## DOCUMENT EXTRACT
------------------------
A gift includes, for example, any Christmas or birthday gifts from one spouse to another during the marriage (even if purchased with community funds). If a gift or inheritance goes to both spouses (e.g., wedding gifts), then each spouse has an undivided fifty percent interest in that one piece of separate property.

Separate property can change forms without changing its character as property (this is often referred to as a “mutation”). For example, if a wife has $5,000 in cash which is her separate property and uses that $5,000 cash alone to purchase outright a $5,000 boat, then the boat would likewise be her separate property.

A court has no authority to take a spouse’s separate property from him or her at the time of divorce.


CAUTION: Any property owned by either spouse at the time of divorce is, by law, presumed to be “community property” unless otherwise proved to be separate property (see discussion of “community property presumption” below); therefore, a spouse must (1) specifically plead and (2) prove by clear and convincing evidence each item of real or personal property claimed to be his separate property.

Community Property

“Community property” is any property acquired by either or both spouses during marriage by other than gift or inheritance. This includes virtually everything purchased during the marriage. It is important to remember that a marriage legally endures even after your separation (whether before or after the divorce petition has been filed) so any property obtained after separation will be characterized as community property. This is true even if the property is not physically received until after the marriage ends.

For example, if the day before the divorce is granted a wife contracts to purchase a new home (with the closing set off for one month later), or husband enters into a partnership agreement, this will be characterized as community property.

All property which exists in whole or in part in the name of either spouse at the time of the divorce is presumed by law to be community property. This is referred to as the “community property presumption”. Therefore, if you have any separate property, or if you are in the possession of property which does not belong to either you or your spouse, you must point this out to your attorney.

In Texas, earnings from separate property are community property. For example, if the husband has $5,000 in the bank account at the date of marriage, the $5,000 remains his separate property, but all interest earned on the $5,000 becomes community property.
------------------------
## DATA ENTRIES
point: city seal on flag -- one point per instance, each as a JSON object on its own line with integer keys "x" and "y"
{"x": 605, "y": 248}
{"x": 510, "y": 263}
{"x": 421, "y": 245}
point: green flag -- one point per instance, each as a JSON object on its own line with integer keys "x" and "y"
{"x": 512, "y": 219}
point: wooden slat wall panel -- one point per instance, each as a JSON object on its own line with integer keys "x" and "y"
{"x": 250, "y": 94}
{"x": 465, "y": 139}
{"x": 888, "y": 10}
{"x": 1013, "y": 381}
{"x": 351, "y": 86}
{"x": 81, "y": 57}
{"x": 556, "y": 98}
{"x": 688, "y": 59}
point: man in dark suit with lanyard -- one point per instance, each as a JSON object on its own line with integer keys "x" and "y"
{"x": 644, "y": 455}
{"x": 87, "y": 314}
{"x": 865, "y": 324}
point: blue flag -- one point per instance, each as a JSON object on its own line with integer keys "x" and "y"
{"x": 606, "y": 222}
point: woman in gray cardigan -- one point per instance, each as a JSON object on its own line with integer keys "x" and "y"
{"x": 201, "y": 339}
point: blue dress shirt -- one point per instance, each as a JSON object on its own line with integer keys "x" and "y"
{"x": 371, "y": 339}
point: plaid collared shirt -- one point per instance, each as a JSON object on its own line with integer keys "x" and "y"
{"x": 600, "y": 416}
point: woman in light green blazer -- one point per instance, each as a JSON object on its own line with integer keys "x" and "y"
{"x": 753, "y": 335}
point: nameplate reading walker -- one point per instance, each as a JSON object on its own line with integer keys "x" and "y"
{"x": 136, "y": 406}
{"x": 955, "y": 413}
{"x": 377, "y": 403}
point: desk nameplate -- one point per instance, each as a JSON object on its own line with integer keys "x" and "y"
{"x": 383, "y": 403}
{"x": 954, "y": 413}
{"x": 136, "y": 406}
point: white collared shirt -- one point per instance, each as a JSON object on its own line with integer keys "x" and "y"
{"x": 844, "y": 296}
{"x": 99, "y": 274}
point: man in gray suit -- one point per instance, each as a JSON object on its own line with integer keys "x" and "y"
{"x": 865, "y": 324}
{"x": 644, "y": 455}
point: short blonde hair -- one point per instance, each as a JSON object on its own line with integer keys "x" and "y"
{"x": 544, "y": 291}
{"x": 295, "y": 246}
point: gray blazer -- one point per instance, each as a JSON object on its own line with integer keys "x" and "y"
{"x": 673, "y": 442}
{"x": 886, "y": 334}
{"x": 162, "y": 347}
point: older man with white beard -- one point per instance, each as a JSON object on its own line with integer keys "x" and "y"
------------------------
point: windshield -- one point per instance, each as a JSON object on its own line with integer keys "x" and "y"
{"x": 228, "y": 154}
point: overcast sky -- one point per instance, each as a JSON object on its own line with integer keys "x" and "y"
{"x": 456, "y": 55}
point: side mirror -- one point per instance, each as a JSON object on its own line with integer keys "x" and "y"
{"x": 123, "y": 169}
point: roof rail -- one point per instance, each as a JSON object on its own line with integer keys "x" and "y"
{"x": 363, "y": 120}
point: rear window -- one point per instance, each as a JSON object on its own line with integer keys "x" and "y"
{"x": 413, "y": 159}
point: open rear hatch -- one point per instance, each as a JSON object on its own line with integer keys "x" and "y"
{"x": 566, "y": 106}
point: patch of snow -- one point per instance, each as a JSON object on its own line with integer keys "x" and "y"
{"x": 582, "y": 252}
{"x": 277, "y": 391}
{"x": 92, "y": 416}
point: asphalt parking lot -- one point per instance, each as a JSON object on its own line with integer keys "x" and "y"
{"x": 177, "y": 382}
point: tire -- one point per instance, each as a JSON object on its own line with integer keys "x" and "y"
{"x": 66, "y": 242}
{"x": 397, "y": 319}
------------------------
## TASKS
1. Under Texas law, as the marital property text states it, what character do earnings from separate property have?
2. Retype the marital property text starting with "All property which" and going on through "becomes community property.".
The material above stands apart from the marital property text.

## ANSWER SET
1. Earnings from separate property are community property.

2.
All property which exists in whole or in part in the name of either spouse at the time of the divorce is presumed by law to be community property. This is referred to as the “community property presumption”. Therefore, if you have any separate property, or if you are in the possession of property which does not belong to either you or your spouse, you must point this out to your attorney.

In Texas, earnings from separate property are community property. For example, if the husband has $5,000 in the bank account at the date of marriage, the $5,000 remains his separate property, but all interest earned on the $5,000 becomes community property.